_Given task_
Turn each line of the data below into an item in a numbered list, and leave out any blank lines.

_The records_
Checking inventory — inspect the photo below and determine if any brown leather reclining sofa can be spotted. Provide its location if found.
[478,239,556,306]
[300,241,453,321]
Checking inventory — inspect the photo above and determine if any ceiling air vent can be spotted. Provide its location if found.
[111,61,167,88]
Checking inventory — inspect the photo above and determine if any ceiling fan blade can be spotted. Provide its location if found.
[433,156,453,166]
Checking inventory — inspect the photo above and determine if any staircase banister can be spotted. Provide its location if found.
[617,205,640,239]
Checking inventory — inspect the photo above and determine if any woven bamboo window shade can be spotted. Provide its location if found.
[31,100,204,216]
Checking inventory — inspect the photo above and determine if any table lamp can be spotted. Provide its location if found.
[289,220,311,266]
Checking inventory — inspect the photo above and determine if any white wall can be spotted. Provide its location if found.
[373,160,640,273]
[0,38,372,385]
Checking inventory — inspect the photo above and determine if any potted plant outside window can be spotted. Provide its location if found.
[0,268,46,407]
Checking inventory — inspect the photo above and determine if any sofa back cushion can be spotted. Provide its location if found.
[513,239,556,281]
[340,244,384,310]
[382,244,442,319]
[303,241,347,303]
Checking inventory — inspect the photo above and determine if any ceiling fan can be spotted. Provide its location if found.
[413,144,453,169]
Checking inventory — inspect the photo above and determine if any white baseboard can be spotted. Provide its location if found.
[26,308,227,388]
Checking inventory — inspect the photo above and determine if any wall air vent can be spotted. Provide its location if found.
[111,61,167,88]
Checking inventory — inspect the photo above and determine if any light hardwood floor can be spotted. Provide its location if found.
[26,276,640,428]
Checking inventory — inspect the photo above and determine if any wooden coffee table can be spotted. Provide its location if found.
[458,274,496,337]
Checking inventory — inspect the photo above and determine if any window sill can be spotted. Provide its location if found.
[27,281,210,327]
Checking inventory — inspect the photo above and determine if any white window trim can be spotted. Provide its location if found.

_Full answer_
1. Checking inventory — inspect the photo below and determine if any brown leather reclining sofa can be spotted. Provide its location if found.
2. [478,239,556,306]
3. [300,241,453,321]
4. Checking inventory — inspect the photo above and determine if any ceiling air vent can be spotted. Provide its location if found.
5. [111,61,167,88]
6. Checking inventory — inspect the photo above and determine if any ceiling fan blade can be spotted. Provide its location if found.
7. [433,156,453,166]
8. Checking inventory — inspect the photo above and determine if any staircase banister can be spotted. Provide its location if found.
9. [617,205,640,239]
10. Checking inventory — inspect the photo above and determine if any woven bamboo window shade can be spotted. Provide its location if found.
11. [31,100,204,216]
12. Checking inventory — inspect the photo above and determine if any table lamp can be spotted. Provide its location if found.
13. [289,220,311,266]
14. Checking inventory — inspect the photo above and determine if any white wall can be spotted. Provide its location if found.
15. [373,160,640,273]
16. [0,38,372,385]
17. Checking inventory — inspect the photo above and determine if any potted plant outside window can be spotted. Provide its location if found.
18. [0,268,46,407]
19. Checking inventory — inspect the photo above and determine if any sofa back cushion can be spotted. Provide its location if found.
20. [513,239,556,281]
21. [340,244,384,310]
22. [382,244,442,319]
23. [303,241,347,303]
24. Checking inventory — inspect the photo above and determine if any ceiling fan can be spotted. Provide its location if found.
25. [413,144,453,169]
26. Checking inventory — inspect the photo above and determine if any white baseboard can be spotted. Provide its location if found.
27. [26,308,227,388]
28. Checking inventory — inspect the photo above and determine if any wall air vent can be spotted. Provide its location if found.
29. [111,61,167,88]
30. Checking inventory — inspect the photo above and determine if any light hardwood floor can be spotted. Provide its location if found.
31. [26,276,640,428]
32. Checking inventory — inspect the photo above and determine if any wooden coffee table can be spotted. Provide its location if found.
33. [458,274,496,337]
34. Checking inventory — inspect the photo above and determine if any window sill can be spotted. Provide its location if found.
35. [27,281,210,327]
36. Checking inventory — inspect the photo above and determine if any white window trim can be spotted. Provide its location if found.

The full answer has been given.